*** SELECTED PASSAGE Section Begins ***

18. Preferential seating should be allowed. The child should be placed as close to the teacher and an exit, as possible.
19. Temperatures in the school may impact the child considerably, as children with dysautonomia may have problems controlling their body temperature. Heat will exacerbate their symptoms. Consider allowing them to carry a portable fan from class to class or scheduling their classes in rooms that have air conditioning. If your school requires a uniform, the child should be allowed to dress in layers and remove outer layers if they are too warm (blazer, sweater, tie, etc.). Similarly, the child may have a hard time staying warm in the cold, so allow extra layers and instead of a water bottle, the child should be allowed a sealed container of warm tea or hot chocolate.
20. Allow the student to carry a cell phone for emergencies. If there is concern that the child will use the phone during class, then the student can give the cell phone to the teacher at the start of class, and can retrieve it upon departure from the classroom.
21. Remaining upright is a problem for kids with dysautonomia due to blood pooling in the lower extremities taking away blood flow and oxygen from the heart and brain. This results in worsening of dizziness, fatigue, nausea, chest pain and other symptoms. Accommodations may be needed for the lunch line, fire drills, outside recess, etc. Assign the child a buddy to assist as needed, and allow the child to sit down or recline when he or she needs to do so.
22. Allow the student to position themselves as needed to prevent pooling. This includes elevating feet, sitting on knees, placing knees to chest, or sitting cross-legged. These are compensatory positions to help regulate better blood flow to the heart as well as prevent pooling in the legs. This should not be viewed as disrespectful and should be permitted.
23. Exercise intolerance may require elimination or modification of P.E. Classes. Exercises that are more easily tolerated by most Dysautonomia patients include gentle stretching while in the laying down or seated position, rowing machines, recumbent biking and swimming, as these exercises are less likely to trigger problems with cerebral blood flow and orthostatic intolerance.
24. Students must avoid germs when possible. When a child with dysautonomia gets a cold, flu or infection, it can turn into a more serious illness than if they did not have dysautonomia. Thus, it sets them back academically, socially and physically. A separate room, other than the nurse's office, should be set-aside for the child to rest, when the student is symptomatic. This can be the library, a teacher's office or an empty classroom.

*** SELECTED PASSAGE Section Ends ***

■ **PROMPT**: Transcribe the stretch of the dysautonomia accommodations list from "18. Preferential seating" through "or hot chocolate.". Rely only on the text about dysautonomia accommodations in school.

*** MATERIAL PROVIDED Section Begins ***

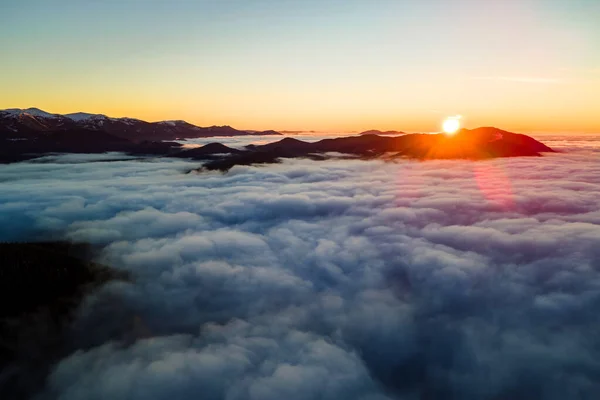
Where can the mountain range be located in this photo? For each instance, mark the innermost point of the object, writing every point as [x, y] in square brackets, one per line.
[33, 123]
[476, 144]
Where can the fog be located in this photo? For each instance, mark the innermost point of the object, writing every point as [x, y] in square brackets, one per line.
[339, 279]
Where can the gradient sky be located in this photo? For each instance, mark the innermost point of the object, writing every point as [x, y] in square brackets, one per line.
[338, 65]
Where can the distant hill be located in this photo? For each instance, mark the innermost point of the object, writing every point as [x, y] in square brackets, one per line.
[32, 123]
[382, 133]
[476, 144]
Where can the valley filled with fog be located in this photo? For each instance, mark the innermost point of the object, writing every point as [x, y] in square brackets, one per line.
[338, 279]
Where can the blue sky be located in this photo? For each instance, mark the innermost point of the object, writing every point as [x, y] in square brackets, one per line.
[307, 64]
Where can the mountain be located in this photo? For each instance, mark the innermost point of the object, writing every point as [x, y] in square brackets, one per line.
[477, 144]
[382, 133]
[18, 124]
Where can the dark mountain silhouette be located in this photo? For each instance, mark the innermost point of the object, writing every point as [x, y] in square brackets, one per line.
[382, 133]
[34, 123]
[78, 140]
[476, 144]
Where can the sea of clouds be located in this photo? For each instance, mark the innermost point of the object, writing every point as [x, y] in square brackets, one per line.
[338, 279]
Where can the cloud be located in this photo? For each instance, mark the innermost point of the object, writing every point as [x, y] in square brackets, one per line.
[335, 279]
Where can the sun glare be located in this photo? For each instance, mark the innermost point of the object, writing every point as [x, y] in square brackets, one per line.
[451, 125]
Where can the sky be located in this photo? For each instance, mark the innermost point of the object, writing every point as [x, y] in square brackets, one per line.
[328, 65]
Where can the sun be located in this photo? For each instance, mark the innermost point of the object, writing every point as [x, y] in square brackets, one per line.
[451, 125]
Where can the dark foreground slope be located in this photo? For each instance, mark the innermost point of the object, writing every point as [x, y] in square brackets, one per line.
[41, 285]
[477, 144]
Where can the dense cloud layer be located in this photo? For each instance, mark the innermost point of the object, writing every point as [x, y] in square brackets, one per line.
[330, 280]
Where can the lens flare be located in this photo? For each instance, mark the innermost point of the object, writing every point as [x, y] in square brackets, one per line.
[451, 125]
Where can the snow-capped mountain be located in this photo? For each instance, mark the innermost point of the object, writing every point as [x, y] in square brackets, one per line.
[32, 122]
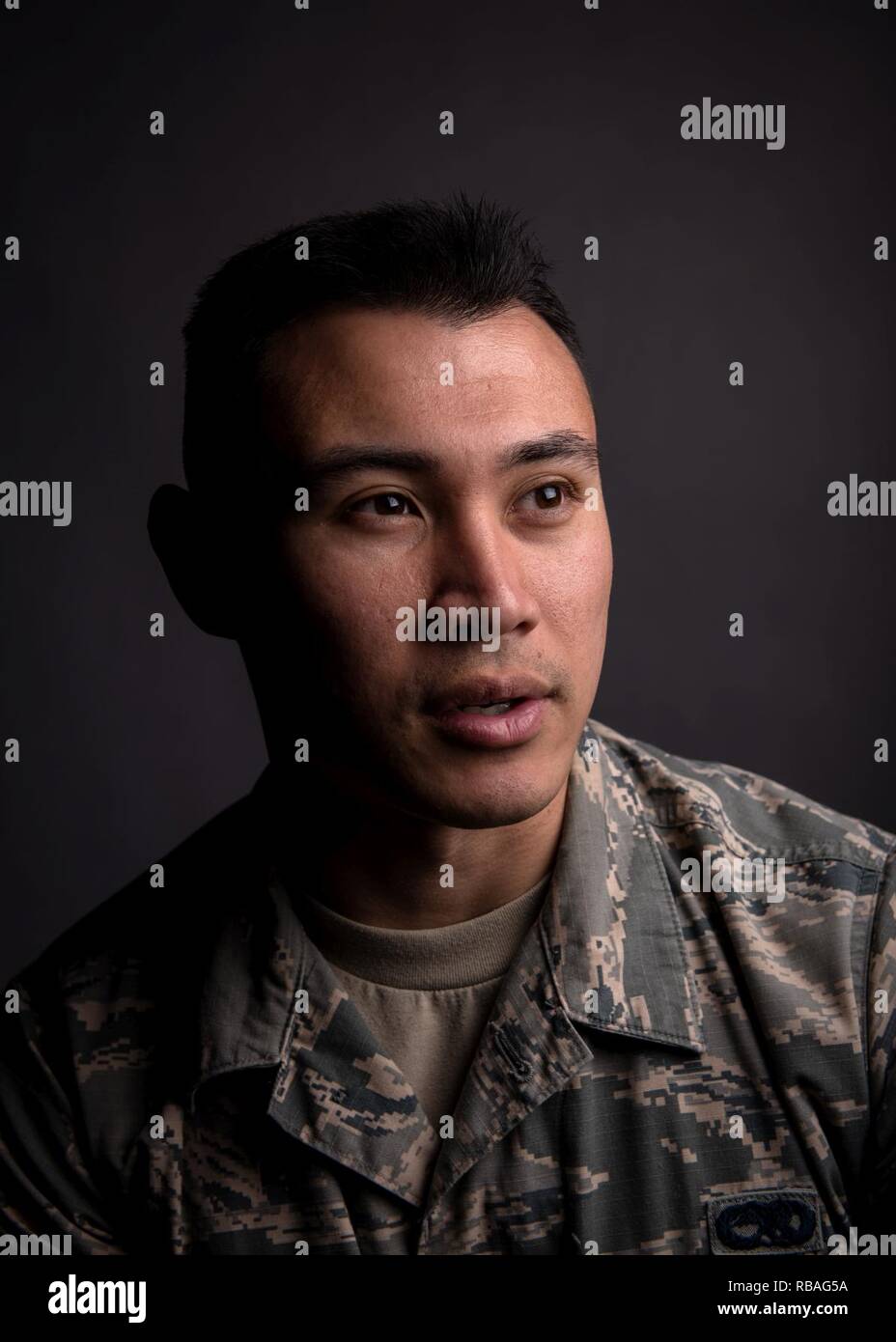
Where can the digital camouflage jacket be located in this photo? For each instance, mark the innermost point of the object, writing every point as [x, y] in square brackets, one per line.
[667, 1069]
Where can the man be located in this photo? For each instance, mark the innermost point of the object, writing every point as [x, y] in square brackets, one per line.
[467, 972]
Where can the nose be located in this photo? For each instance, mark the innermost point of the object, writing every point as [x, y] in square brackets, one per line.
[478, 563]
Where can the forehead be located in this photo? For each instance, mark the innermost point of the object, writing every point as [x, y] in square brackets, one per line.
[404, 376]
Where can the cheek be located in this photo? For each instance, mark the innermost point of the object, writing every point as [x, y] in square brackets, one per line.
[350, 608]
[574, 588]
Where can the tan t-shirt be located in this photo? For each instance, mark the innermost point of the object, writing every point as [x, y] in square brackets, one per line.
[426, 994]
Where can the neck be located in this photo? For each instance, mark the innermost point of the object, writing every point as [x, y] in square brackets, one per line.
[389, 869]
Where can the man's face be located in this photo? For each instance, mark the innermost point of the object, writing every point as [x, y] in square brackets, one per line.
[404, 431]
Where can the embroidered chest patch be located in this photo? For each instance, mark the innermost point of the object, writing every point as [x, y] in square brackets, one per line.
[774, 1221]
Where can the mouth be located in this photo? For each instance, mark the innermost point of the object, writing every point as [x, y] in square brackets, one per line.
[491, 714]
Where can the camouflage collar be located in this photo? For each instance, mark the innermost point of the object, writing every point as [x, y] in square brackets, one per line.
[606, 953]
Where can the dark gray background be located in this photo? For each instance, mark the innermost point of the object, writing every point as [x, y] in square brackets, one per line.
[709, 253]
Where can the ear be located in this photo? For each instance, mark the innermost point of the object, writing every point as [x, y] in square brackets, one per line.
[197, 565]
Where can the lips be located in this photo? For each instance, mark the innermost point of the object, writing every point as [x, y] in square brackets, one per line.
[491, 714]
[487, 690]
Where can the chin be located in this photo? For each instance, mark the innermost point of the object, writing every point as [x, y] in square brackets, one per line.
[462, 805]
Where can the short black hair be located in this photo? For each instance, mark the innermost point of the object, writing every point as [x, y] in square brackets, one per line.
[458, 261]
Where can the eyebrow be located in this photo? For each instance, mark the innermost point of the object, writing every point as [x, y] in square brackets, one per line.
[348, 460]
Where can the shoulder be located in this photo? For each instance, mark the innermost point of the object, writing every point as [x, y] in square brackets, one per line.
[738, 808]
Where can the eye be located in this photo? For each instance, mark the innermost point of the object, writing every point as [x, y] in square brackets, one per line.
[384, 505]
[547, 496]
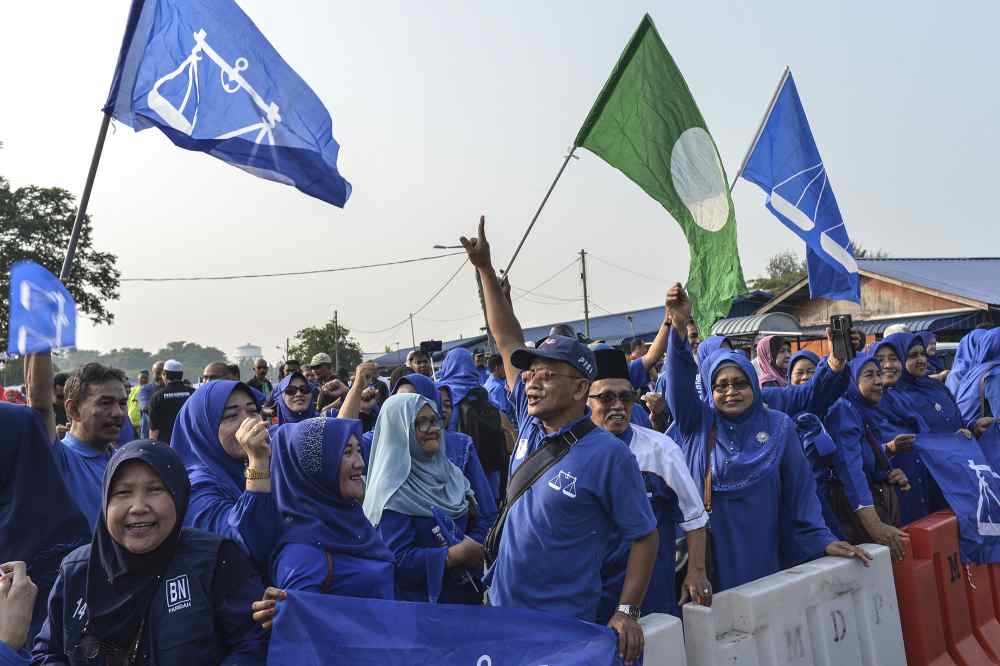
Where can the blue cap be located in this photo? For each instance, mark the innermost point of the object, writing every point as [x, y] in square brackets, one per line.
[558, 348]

*** MATERIAL PROVIDED Section Ends ***

■ **COMPLETED TASK**:
18. Preferential seating should be allowed. The child should be placed as close to the teacher and an exit, as possible.
19. Temperatures in the school may impact the child considerably, as children with dysautonomia may have problems controlling their body temperature. Heat will exacerbate their symptoms. Consider allowing them to carry a portable fan from class to class or scheduling their classes in rooms that have air conditioning. If your school requires a uniform, the child should be allowed to dress in layers and remove outer layers if they are too warm (blazer, sweater, tie, etc.). Similarly, the child may have a hard time staying warm in the cold, so allow extra layers and instead of a water bottle, the child should be allowed a sealed container of warm tea or hot chocolate.